Send back the entries below exactly as they appear.

[Stored dataset items]
** START **
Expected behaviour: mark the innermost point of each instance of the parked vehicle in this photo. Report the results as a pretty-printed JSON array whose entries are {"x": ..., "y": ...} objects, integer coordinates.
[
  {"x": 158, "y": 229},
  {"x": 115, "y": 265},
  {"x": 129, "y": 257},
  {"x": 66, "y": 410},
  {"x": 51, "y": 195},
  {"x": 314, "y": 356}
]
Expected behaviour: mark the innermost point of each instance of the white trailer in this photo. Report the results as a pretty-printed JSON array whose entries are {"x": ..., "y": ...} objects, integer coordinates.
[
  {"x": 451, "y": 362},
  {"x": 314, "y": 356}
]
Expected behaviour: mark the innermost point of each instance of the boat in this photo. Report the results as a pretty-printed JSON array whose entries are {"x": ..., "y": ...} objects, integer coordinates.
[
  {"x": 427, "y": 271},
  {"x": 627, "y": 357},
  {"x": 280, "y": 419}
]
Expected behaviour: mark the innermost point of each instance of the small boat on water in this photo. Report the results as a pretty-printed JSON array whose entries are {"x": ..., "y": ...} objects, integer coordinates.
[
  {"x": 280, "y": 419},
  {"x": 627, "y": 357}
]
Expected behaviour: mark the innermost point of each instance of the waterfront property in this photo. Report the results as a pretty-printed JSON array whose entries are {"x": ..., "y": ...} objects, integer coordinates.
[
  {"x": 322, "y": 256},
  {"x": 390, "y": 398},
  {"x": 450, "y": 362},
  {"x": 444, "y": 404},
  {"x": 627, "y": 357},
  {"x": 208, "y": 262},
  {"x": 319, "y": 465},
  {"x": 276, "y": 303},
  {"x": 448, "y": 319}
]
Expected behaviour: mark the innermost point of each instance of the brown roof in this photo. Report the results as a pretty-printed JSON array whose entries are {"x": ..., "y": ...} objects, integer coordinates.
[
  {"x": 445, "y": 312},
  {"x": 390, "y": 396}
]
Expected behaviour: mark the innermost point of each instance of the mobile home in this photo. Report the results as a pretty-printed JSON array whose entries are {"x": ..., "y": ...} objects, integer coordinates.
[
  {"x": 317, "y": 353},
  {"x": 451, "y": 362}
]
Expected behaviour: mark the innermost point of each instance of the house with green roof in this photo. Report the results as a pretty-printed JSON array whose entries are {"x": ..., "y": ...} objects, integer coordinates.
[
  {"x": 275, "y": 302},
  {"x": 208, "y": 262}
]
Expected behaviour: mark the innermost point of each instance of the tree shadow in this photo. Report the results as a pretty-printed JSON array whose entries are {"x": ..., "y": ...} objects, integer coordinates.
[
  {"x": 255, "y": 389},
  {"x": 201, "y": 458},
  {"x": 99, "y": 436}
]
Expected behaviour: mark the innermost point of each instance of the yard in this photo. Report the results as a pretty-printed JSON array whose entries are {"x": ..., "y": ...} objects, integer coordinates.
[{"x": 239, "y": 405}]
** END **
## Exercise answer
Expected behaviour: mark the innermost point of each instance of the parked vehicle in this photo. Report the results as a pretty-printed JSON array whose entries are {"x": ..., "y": ...} objects, integer coordinates.
[
  {"x": 158, "y": 229},
  {"x": 115, "y": 265},
  {"x": 129, "y": 257},
  {"x": 66, "y": 410},
  {"x": 51, "y": 195},
  {"x": 314, "y": 356}
]
Expected behaviour: mark the innermost point of each instance of the white trailer in this photo. Report the results as a pretty-printed JSON array whose entries are {"x": ..., "y": ...} objects, integer coordinates.
[
  {"x": 451, "y": 362},
  {"x": 314, "y": 356}
]
Expected behaviour: mark the innermost point of each instance of the boat in this photo. Report the results as a pretty-printed JSON array whose entries are {"x": ..., "y": ...} objects, integer coordinates.
[
  {"x": 427, "y": 271},
  {"x": 627, "y": 357},
  {"x": 280, "y": 419}
]
Expected behaviour: mark the innermost point of each instance of the small boat on water in this photo. Report the results as a pretty-printed JSON array whose entries are {"x": ..., "y": ...} objects, integer coordinates.
[
  {"x": 280, "y": 419},
  {"x": 627, "y": 357}
]
Expected behaviour: mark the innermost point of each instance of the waterfront property in this photo. Report the results as a pretty-printed JSON array whose entries are {"x": ..., "y": ...} objects, integer coordinates.
[
  {"x": 322, "y": 256},
  {"x": 390, "y": 398},
  {"x": 450, "y": 362},
  {"x": 444, "y": 404},
  {"x": 627, "y": 357},
  {"x": 208, "y": 262},
  {"x": 319, "y": 465},
  {"x": 276, "y": 303},
  {"x": 448, "y": 319}
]
Expected behaviour: mark the innermost point of each instance of the brown roof in this photo. Report the results as a pretty-printed JSON array whose entries are {"x": ..., "y": ...} objects, integer coordinates.
[
  {"x": 445, "y": 312},
  {"x": 390, "y": 396}
]
Expected behaviour: mark the innermost point of each instance of the mobile home in this photo. Report the results as a pretty-printed JSON array whose entries are {"x": ..., "y": ...} objects, integer coordinates.
[
  {"x": 317, "y": 353},
  {"x": 451, "y": 362}
]
Expected behaviour: mark the innermost point of each instance of the house with green roof in this photo. Report the results as a pretty-printed JSON array whose entries are {"x": ..., "y": ...} objects, integer coordinates.
[
  {"x": 275, "y": 302},
  {"x": 208, "y": 262}
]
Expected behaviour: mark the innermost point of each instance of the tree shadow in this photo. Report the results as a pretty-printed JSON array whose entries are {"x": ..., "y": ...} objects, integer coordinates.
[
  {"x": 255, "y": 389},
  {"x": 201, "y": 458},
  {"x": 99, "y": 436}
]
Expected behaviour: mark the innermost point of each instance of the yard in this photo. Report the results as a pretty-printed JSON array whose entries are {"x": ..., "y": ...} objects, integer coordinates.
[{"x": 239, "y": 405}]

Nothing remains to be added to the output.